* _DOCUMENT_
** Begin **

100% Pynchon- and Nabokov-free Re: NPPF: anagrams
pynchonoid
pynchonoid at yahoo.com
Thu Jul 3 20:22:43 CDT 2003
Fascinating stuff. I still don't quite see the
Pynchon significance -- and nothing specifically about
anagrams, either -- but I guess since it's something
of interest to somebody on Pynchon-L, that's just got
to be OK, in a friendly group like this. I continue to
look forward to more of these valuable insights from
the Nabokov readers.
--- Jumbly Girl <lycidas2 at earthlink.net> wrote:
> From "The Uses of Obscurity", Allon White, Routledge
> & Kegan Paul, 1981.
>
> Modes of obscurity are important signifying
> structures in literature and
> carry distinct
> kinds of meaning which are not secondary to an
> anterior obscured
> content" (p. 18).

** End **

* _THINGS TO DO_
a) In the mailing-list post about anagrams, which book does the quoted message cite, and who wrote it?
b) Resume the mailing-list post about anagrams, starting immediately after its final line.

* _DATASET ROWS_
** Begin **

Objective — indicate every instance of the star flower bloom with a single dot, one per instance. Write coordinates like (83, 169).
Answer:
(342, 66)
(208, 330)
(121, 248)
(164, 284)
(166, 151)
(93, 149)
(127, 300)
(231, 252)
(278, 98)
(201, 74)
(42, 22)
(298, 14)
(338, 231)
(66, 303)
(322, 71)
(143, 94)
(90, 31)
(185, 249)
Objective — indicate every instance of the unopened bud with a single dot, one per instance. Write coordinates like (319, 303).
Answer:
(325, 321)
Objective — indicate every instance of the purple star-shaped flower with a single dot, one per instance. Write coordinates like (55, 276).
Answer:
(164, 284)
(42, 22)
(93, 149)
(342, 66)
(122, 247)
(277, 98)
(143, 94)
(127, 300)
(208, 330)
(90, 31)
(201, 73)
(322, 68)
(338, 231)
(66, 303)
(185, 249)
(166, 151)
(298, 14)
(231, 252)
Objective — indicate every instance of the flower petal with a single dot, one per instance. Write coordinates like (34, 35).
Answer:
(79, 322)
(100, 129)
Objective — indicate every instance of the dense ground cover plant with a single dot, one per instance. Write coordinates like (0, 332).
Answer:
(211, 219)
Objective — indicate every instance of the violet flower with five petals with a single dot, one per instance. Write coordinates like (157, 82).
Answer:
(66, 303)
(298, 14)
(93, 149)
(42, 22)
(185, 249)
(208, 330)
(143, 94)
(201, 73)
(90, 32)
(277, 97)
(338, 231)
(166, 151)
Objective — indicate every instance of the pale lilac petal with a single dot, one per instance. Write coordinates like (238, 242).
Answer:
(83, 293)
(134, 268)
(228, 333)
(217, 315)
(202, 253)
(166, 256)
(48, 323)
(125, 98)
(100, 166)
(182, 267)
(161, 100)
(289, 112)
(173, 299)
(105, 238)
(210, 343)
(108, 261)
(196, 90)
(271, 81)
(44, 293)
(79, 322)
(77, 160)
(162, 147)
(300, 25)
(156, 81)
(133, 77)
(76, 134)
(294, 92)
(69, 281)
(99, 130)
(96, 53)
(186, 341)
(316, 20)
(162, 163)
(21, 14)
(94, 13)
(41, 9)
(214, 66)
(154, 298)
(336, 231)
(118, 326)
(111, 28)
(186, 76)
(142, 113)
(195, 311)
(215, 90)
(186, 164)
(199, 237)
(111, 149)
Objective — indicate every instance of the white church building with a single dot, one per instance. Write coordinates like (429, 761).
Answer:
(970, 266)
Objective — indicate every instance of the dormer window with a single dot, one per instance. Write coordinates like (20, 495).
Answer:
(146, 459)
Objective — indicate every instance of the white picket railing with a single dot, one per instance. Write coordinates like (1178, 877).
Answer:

** End **

* _WRITTEN ANSWERS_
a) "The Uses of Obscurity" by Allon White (Routledge & Kegan Paul, 1981).

b)
>
>
> From "Seven Types of Ambiguity", W. Empson, The
> Hogarth Press, 1984
>
> In so far as an ambiguity sustains intricacy,
> delicacy, or compression
> of thought,
> or is an opportunism devoted to saying quickly what
> the reader already
> understands, it is to be respected .... It is not to
> be respected in so
> far as it is due to weakness or thinness of thought,
> obscures the matter
> in hand unnecessarily, ... or, when the interest of
> the passage is not
> focussed upon it, ... if the reader will not easily
> understand the ideas
> which are being shuffled....The question is here one
> of focus; and it is
> in modern poetry, when the range of ideas is great
> and the difficulty of
> holding the right ones in mind becomes acute, ...
> that ambiguity is most
> misused."
> (p.167).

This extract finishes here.